Extrait du document -
——

Dossier : IMM-3691-00

OTTAWA (ONTARIO), LE JEUDI 19 AVRIL 2001

EN PRÉSENCE DE :         M. LE JUGE LEMIEUX

ENTRE :

                                               GILBERTHE UWAJENEZA

                                                                                                                    demanderesse

                                                                      et

                LE MINISTRE DE LA CITOYENNETÉ ET DE L'IMMIGRATION

                                                                                                                             défendeur

                                                         ORDONNANCE

Pour les motifs énoncés, la demande de contrôle judiciaire est rejetée.

La demanderesse a proposé deux questions à certifier. Je n'accepte pas de certifier ces questions, étant donné qu'elles ne se justifient pas au vu de mes motifs.

                                                                                                                 François Lemieux      

                                                                                                                                                                                                   

                                                                                                                                   J U G E               

Traduction certifiée conforme

Suzanne M. Gauthier, LL.L., Trad. a.


Date : 20010419

Dossier : IMM-3691-00

Référence neutre : 2001 CFPI 352

ENTRE :

                                               GILBERTHE UWAJENEZA

                                                                                                                    demanderesse

                                                                      et

                LE MINISTRE DE LA CITOYENNETÉ ET DE L'IMMIGRATION

                                                                                                                             défendeur

                                            MOTIFS DE L'ORDONNANCE

LE JUGE LEMIEUX

A.        INTRODUCTION

[1]                Gilberthe Uwajeneza (la demanderesse) est âgée de 21 ans. Elle est citoyenne du Rwanda et membre de l'ethnie tutsie. Elle s'est enfuie du Rwanda le 26 décembre 1999. Elle est ensuite restée en Ouganda jusqu'au 14 janvier 2000 et ensuite au Kenya pendant trois jours, avant de s'envoler vers la Belgique et les États-Unis, où elle est arrivée le 18 janvier 2000.

——

Données enregistrées -
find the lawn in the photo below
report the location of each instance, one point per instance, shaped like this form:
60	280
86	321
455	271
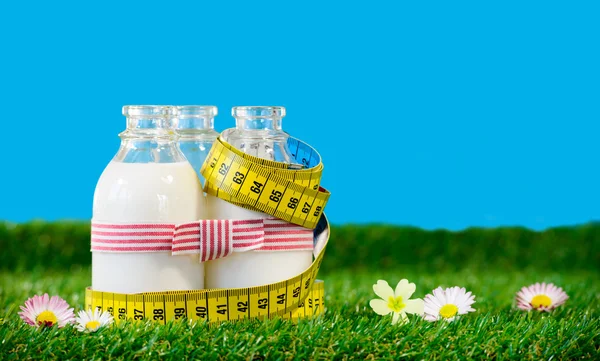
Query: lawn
349	329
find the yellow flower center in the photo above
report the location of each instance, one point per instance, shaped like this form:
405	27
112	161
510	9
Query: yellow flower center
395	304
541	301
92	325
46	318
448	310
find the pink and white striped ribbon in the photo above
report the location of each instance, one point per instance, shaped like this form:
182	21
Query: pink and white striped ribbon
211	239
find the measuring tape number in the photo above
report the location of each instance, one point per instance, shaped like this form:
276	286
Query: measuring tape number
278	189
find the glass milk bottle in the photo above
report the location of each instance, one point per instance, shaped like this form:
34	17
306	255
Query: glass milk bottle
258	132
195	126
148	181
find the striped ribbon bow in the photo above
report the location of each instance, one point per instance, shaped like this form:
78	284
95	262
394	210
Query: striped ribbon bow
211	239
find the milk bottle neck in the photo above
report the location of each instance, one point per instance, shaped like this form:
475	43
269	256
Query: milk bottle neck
149	137
258	132
194	122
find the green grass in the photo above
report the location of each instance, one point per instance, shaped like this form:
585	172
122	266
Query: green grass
348	329
494	264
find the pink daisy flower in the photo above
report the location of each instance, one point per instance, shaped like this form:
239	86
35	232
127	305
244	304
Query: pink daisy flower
46	312
541	297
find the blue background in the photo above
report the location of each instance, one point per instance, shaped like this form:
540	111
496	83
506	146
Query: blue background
477	114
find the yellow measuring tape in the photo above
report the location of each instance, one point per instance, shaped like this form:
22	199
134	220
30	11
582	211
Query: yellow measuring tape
291	192
236	177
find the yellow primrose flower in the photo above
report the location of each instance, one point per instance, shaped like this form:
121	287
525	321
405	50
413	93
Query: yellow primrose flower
397	302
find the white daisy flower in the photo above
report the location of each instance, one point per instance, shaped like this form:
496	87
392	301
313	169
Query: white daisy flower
541	297
46	312
397	302
91	321
448	304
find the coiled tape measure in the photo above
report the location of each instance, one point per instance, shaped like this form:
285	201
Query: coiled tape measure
290	192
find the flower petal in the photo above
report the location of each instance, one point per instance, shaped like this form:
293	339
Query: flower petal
380	307
383	290
405	289
415	306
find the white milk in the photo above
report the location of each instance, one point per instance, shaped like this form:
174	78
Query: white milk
258	132
151	193
249	269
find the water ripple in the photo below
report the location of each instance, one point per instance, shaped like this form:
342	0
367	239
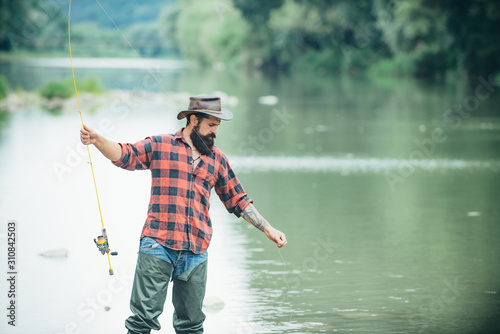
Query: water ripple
348	165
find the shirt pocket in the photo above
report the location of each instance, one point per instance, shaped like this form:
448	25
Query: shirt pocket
204	179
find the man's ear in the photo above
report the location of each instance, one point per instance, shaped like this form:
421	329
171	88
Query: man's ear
193	120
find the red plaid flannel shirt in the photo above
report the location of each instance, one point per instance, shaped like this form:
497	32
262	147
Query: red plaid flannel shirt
178	215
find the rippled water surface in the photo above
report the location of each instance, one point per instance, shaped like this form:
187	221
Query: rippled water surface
390	208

——

Consigne 1 - Recopiez un passage de l'extrait du document : partez des mots « A.        INTRODUCTION » et arrêtez-vous après « 18 janvier 2000. ».
Consigne 2 -
Répondez à ces questions d'après l'extrait du document :
(a) Quel juge rend l'ordonnance ?
(b) Combien de questions à certifier la demanderesse a-t-elle proposées ?
(c) À quelle date la demanderesse s'est-elle enfuie du Rwanda ?
Consigne 3 - Dans l'extrait du document, présentez sous forme de liste le paragraphe qui commence par « Gilberthe Uwajeneza (la demanderesse) est âgée de 21 ans », sans perdre ses faits principaux.

Réponse 1 -
A.        INTRODUCTION

[1]                Gilberthe Uwajeneza (la demanderesse) est âgée de 21 ans. Elle est citoyenne du Rwanda et membre de l'ethnie tutsie. Elle s'est enfuie du Rwanda le 26 décembre 1999. Elle est ensuite restée en Ouganda jusqu'au 14 janvier 2000 et ensuite au Kenya pendant trois jours, avant de s'envoler vers la Belgique et les États-Unis, où elle est arrivée le 18 janvier 2000.

Réponse 2 -
(a) M. le juge Lemieux (François Lemieux).
(b) Deux questions.
(c) Le 26 décembre 1999.

Réponse 3 -
- 21 ans, citoyenne du Rwanda, membre de l'ethnie tutsie
- Fuite du Rwanda le 26 décembre 1999
- Séjour en Ouganda jusqu'au 14 janvier 2000
- Séjour de trois jours au Kenya
- Vol vers la Belgique et les États-Unis, arrivée le 18 janvier 2000